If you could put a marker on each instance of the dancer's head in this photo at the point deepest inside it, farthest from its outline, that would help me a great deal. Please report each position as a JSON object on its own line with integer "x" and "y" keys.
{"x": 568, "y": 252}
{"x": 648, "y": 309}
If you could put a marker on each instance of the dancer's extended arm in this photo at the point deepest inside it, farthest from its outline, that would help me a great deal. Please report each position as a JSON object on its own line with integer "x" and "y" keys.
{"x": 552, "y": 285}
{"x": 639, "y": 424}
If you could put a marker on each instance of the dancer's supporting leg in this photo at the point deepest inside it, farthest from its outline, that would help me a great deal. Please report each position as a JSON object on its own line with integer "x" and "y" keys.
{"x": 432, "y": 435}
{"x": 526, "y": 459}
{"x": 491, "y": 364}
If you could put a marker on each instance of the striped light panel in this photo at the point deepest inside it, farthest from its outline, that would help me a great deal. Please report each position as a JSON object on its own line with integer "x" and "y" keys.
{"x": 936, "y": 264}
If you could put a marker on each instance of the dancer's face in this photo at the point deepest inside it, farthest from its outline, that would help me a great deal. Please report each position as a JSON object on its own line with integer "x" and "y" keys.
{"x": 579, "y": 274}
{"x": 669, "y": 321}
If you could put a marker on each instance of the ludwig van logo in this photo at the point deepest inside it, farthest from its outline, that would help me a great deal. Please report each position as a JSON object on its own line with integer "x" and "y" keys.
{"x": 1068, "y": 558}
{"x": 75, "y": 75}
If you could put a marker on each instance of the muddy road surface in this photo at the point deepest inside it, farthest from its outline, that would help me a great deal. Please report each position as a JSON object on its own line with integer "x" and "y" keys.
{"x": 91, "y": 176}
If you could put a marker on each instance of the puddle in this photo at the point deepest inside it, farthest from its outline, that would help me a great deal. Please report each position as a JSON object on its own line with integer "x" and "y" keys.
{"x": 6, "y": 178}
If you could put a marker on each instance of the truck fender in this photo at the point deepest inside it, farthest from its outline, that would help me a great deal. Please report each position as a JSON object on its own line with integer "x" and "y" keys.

·····

== WHAT IS NEEDED ==
Nothing in the data may differ; print all of it exactly as written.

== FINISHED ANSWER ==
If you could put a marker on each instance of the dancer's head in this photo at the point deepest inside it, farthest from its outline, that would help me a great deal. Please report each position as a JSON object on its own line with integer "x" and "y" keys.
{"x": 568, "y": 252}
{"x": 648, "y": 309}
If you could put a marker on each instance of the dancer's extended arm in this photo at the point deepest inside it, farthest from its outline, that would help me a great deal. Please report each position as a JSON object on its own line with integer "x" and "y" keys.
{"x": 552, "y": 285}
{"x": 639, "y": 424}
If you could put a marker on each instance of the dancer's supporting leg in this photo at the point deepest inside it, farthest from its outline, that would help me a great deal. Please report each position as a JSON object on its own line with integer "x" and "y" keys.
{"x": 432, "y": 435}
{"x": 526, "y": 459}
{"x": 491, "y": 364}
If you could put a marker on each instance of the striped light panel in this photo at the point deepest inside it, farthest from its outline, that would help me a great deal. Please report each position as a JSON object on its own line with integer "x" and "y" keys.
{"x": 936, "y": 264}
If you could put a marker on each instance of the dancer's face in this photo at the point deepest inside it, farthest from its outline, that would help me a great deal. Please report each position as a JSON object on its own line with integer "x" and "y" keys.
{"x": 579, "y": 274}
{"x": 669, "y": 321}
If you could put a marker on each instance of the ludwig van logo in this photo at the point deepest inside it, farthest from its outline, that would help me a great deal. Please report each position as a JSON object on its own line with integer "x" and "y" keys.
{"x": 1068, "y": 558}
{"x": 75, "y": 75}
If you could put a marker on each instance of the muddy road surface in this photo at the point deepest inside it, farthest from its outline, that would help me a great deal. Please report each position as a JSON object on its own line with integer "x" and "y" keys.
{"x": 91, "y": 176}
If you could put a marker on each instance of the puddle in this photo at the point deepest inside it, farthest from its outline, that would help me a great deal. Please report each position as a JSON object on its own line with integer "x" and "y" keys.
{"x": 6, "y": 178}
If you could put a marker on each instance of the truck fender in this photo at the point deepest inside it, farthest from its outline, that would help me a great deal. Please report each position as a JSON object on its own line with integer "x" and "y" keys.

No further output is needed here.